** The task **
Set out every line of the data below as a Markdown table with two columns, Row and Line. Number the rows in order and skip blank lines.
Start of Extracted entries
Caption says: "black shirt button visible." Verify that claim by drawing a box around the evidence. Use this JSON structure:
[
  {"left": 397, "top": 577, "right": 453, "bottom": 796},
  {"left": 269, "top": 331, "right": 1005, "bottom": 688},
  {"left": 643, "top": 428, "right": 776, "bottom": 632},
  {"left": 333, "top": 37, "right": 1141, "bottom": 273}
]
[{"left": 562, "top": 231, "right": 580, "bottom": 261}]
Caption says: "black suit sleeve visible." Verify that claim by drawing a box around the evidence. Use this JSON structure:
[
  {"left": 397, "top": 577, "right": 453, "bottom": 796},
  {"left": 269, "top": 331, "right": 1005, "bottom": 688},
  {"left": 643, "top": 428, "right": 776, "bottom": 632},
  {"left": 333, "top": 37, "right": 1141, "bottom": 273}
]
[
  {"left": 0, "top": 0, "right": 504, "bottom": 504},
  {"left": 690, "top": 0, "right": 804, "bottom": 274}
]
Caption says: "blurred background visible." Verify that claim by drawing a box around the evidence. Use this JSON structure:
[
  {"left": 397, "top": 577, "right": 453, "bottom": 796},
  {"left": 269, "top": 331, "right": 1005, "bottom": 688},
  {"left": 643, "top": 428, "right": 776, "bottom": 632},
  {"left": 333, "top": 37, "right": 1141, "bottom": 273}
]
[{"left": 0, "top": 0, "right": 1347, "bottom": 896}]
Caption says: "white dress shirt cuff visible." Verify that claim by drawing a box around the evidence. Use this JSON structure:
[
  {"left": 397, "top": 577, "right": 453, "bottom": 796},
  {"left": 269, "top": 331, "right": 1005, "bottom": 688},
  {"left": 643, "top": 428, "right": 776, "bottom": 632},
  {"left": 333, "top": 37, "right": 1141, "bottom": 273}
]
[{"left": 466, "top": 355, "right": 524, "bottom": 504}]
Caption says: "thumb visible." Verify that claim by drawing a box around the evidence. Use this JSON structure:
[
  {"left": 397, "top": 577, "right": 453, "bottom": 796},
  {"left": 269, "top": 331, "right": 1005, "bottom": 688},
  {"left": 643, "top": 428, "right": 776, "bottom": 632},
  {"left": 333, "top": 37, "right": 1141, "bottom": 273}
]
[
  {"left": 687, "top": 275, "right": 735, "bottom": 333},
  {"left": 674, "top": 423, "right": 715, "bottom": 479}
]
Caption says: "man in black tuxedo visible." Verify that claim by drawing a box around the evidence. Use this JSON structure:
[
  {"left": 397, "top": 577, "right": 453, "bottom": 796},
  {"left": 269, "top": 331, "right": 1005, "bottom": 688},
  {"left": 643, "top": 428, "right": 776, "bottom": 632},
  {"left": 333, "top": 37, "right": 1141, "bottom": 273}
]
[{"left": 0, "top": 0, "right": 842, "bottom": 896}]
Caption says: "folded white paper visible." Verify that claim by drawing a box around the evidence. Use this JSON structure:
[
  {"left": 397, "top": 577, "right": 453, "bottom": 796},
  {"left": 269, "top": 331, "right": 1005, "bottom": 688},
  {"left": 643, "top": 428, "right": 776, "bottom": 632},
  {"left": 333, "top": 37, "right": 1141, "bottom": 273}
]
End of Extracted entries
** Exercise answer **
| Row | Line |
|---|---|
| 1 | Caption says: "black shirt button visible." Verify that claim by drawing a box around the evidence. Use this JSON structure: |
| 2 | [ |
| 3 |   {"left": 397, "top": 577, "right": 453, "bottom": 796}, |
| 4 |   {"left": 269, "top": 331, "right": 1005, "bottom": 688}, |
| 5 |   {"left": 643, "top": 428, "right": 776, "bottom": 632}, |
| 6 |   {"left": 333, "top": 37, "right": 1141, "bottom": 273} |
| 7 | ] |
| 8 | [{"left": 562, "top": 231, "right": 580, "bottom": 261}] |
| 9 | Caption says: "black suit sleeve visible." Verify that claim by drawing a box around the evidence. Use this JSON structure: |
| 10 | [ |
| 11 |   {"left": 397, "top": 577, "right": 453, "bottom": 796}, |
| 12 |   {"left": 269, "top": 331, "right": 1005, "bottom": 688}, |
| 13 |   {"left": 643, "top": 428, "right": 776, "bottom": 632}, |
| 14 |   {"left": 333, "top": 37, "right": 1141, "bottom": 273} |
| 15 | ] |
| 16 | [ |
| 17 |   {"left": 0, "top": 0, "right": 504, "bottom": 504}, |
| 18 |   {"left": 690, "top": 0, "right": 804, "bottom": 274} |
| 19 | ] |
| 20 | Caption says: "blurred background visible." Verify that claim by drawing a box around the evidence. Use this JSON structure: |
| 21 | [ |
| 22 |   {"left": 397, "top": 577, "right": 453, "bottom": 796}, |
| 23 |   {"left": 269, "top": 331, "right": 1005, "bottom": 688}, |
| 24 |   {"left": 643, "top": 428, "right": 776, "bottom": 632}, |
| 25 |   {"left": 333, "top": 37, "right": 1141, "bottom": 273} |
| 26 | ] |
| 27 | [{"left": 0, "top": 0, "right": 1347, "bottom": 896}] |
| 28 | Caption says: "white dress shirt cuff visible." Verify that claim by drawing a box around the evidence. Use this JSON structure: |
| 29 | [ |
| 30 |   {"left": 397, "top": 577, "right": 453, "bottom": 796}, |
| 31 |   {"left": 269, "top": 331, "right": 1005, "bottom": 688}, |
| 32 |   {"left": 643, "top": 428, "right": 776, "bottom": 632}, |
| 33 |   {"left": 333, "top": 37, "right": 1141, "bottom": 273} |
| 34 | ] |
| 35 | [{"left": 466, "top": 355, "right": 524, "bottom": 504}] |
| 36 | Caption says: "thumb visible." Verify that claim by drawing a box around the evidence. Use this JSON structure: |
| 37 | [ |
| 38 |   {"left": 397, "top": 577, "right": 453, "bottom": 796}, |
| 39 |   {"left": 269, "top": 331, "right": 1005, "bottom": 688}, |
| 40 |   {"left": 643, "top": 428, "right": 776, "bottom": 632}, |
| 41 |   {"left": 333, "top": 37, "right": 1141, "bottom": 273} |
| 42 | ] |
| 43 | [ |
| 44 |   {"left": 687, "top": 275, "right": 735, "bottom": 333}, |
| 45 |   {"left": 674, "top": 423, "right": 715, "bottom": 479} |
| 46 | ] |
| 47 | Caption says: "man in black tuxedo visible." Verify that claim by drawing a box around the evidence. Use this JSON structure: |
| 48 | [ |
| 49 |   {"left": 397, "top": 577, "right": 453, "bottom": 796}, |
| 50 |   {"left": 269, "top": 331, "right": 1005, "bottom": 688}, |
| 51 |   {"left": 643, "top": 428, "right": 776, "bottom": 632}, |
| 52 |   {"left": 333, "top": 37, "right": 1141, "bottom": 273} |
| 53 | ] |
| 54 | [{"left": 0, "top": 0, "right": 842, "bottom": 896}] |
| 55 | Caption says: "folded white paper visible." Verify that claim by drawing a box around the evidence. Use this JSON structure: |
| 56 | [ |
| 57 |   {"left": 397, "top": 577, "right": 453, "bottom": 796}, |
| 58 |   {"left": 269, "top": 331, "right": 1005, "bottom": 688}, |
| 59 |   {"left": 643, "top": 428, "right": 776, "bottom": 632}, |
| 60 |   {"left": 333, "top": 37, "right": 1141, "bottom": 273} |
| 61 | ] |